Aim of the task → Print each line from the start of the records below up through the line where "note: an instance" is found, exactly as given.

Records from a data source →
════

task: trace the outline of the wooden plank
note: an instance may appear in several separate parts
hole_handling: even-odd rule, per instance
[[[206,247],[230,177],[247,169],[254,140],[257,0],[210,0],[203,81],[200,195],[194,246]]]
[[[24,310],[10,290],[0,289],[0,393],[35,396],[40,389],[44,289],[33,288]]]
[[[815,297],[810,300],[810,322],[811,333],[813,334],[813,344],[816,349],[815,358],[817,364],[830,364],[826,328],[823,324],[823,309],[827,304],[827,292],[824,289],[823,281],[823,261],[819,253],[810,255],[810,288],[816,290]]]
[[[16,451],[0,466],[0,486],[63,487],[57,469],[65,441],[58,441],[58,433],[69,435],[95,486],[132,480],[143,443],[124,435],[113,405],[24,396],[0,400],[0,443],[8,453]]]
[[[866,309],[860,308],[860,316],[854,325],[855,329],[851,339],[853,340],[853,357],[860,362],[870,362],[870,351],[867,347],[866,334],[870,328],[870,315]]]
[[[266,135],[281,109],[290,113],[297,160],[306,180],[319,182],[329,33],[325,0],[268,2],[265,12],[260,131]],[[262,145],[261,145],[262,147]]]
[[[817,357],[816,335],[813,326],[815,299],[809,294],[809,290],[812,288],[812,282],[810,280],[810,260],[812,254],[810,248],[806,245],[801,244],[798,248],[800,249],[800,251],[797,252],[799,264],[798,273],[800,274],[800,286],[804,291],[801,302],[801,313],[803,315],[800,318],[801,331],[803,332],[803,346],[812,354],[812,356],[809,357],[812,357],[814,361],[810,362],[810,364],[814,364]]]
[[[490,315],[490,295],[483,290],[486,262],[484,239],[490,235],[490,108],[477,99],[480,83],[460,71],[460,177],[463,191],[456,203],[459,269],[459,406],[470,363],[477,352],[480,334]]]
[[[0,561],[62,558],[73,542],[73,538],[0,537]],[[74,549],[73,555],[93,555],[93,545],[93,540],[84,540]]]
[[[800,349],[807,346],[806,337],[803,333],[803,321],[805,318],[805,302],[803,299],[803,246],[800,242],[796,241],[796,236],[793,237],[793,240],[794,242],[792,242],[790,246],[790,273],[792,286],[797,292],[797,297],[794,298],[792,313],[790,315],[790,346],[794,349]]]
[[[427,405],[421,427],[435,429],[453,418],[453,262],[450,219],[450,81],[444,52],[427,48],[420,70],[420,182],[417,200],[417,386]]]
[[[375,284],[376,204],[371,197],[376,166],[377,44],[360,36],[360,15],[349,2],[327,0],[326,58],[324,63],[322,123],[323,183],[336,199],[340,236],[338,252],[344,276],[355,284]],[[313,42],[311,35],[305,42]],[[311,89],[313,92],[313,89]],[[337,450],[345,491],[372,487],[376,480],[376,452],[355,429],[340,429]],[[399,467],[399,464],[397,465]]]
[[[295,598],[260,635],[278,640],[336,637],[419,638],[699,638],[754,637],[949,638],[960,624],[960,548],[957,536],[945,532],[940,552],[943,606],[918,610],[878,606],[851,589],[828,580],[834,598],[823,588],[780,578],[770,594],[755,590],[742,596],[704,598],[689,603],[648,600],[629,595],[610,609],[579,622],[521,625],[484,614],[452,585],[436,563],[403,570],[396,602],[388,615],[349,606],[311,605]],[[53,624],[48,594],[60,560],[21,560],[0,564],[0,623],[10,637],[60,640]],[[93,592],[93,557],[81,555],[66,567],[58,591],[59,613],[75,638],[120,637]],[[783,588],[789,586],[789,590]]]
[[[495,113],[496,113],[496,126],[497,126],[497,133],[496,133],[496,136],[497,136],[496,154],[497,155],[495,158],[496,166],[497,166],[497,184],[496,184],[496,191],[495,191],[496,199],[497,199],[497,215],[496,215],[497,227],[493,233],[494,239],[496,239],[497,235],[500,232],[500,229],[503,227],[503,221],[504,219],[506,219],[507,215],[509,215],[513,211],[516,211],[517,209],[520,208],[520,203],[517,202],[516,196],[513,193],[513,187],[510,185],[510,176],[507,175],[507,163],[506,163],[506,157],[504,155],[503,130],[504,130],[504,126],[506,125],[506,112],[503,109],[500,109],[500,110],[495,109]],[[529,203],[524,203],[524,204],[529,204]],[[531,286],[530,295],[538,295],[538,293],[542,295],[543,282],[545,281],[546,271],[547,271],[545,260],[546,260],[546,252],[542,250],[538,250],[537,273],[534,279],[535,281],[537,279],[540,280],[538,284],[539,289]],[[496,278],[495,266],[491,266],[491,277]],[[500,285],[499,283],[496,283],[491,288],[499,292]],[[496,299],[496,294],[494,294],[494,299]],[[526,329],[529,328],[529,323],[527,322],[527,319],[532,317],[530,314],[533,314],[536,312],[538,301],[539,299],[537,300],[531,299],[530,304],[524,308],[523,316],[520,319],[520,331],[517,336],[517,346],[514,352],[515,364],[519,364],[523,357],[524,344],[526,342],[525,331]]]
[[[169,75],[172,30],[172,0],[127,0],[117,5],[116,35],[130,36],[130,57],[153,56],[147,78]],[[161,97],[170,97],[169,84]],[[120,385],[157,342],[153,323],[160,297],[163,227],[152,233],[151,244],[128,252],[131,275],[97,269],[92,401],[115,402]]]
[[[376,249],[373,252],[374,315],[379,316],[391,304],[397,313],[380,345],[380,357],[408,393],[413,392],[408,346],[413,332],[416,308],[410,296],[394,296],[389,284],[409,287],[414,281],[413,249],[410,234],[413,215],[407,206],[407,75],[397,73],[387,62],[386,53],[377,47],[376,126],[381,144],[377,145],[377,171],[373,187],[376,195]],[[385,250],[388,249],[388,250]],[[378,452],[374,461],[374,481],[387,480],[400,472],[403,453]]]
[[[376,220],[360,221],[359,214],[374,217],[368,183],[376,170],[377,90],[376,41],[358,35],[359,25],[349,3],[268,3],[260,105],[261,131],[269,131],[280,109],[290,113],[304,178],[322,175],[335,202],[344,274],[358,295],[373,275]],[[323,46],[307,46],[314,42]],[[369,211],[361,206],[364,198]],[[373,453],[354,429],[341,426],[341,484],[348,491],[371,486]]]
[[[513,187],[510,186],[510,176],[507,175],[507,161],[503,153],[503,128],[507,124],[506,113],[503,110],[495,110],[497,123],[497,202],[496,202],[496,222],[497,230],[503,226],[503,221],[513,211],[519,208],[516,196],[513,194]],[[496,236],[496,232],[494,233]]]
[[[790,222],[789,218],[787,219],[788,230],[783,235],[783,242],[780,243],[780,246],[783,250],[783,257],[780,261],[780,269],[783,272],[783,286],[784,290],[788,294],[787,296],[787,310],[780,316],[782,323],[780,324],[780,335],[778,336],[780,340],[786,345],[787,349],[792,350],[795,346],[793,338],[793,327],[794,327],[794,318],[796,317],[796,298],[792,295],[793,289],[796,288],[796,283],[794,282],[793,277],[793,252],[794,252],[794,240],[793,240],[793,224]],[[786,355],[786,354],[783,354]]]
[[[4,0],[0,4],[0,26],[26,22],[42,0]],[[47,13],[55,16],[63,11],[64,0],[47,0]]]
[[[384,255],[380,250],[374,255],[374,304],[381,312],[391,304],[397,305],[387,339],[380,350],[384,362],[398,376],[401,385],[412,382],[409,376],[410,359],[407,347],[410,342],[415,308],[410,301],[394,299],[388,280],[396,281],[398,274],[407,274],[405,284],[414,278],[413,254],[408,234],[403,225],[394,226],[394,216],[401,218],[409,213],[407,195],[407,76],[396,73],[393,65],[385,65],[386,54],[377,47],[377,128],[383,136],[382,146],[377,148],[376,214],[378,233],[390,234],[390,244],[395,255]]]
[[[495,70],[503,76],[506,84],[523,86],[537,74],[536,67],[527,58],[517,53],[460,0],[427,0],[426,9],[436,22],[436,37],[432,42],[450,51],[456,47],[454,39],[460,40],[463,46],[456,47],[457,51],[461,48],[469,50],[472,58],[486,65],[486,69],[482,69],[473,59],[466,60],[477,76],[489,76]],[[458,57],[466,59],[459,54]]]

════

Answer section →
task: trace the outline of the wooden plank
note: an instance may appear in several separate parts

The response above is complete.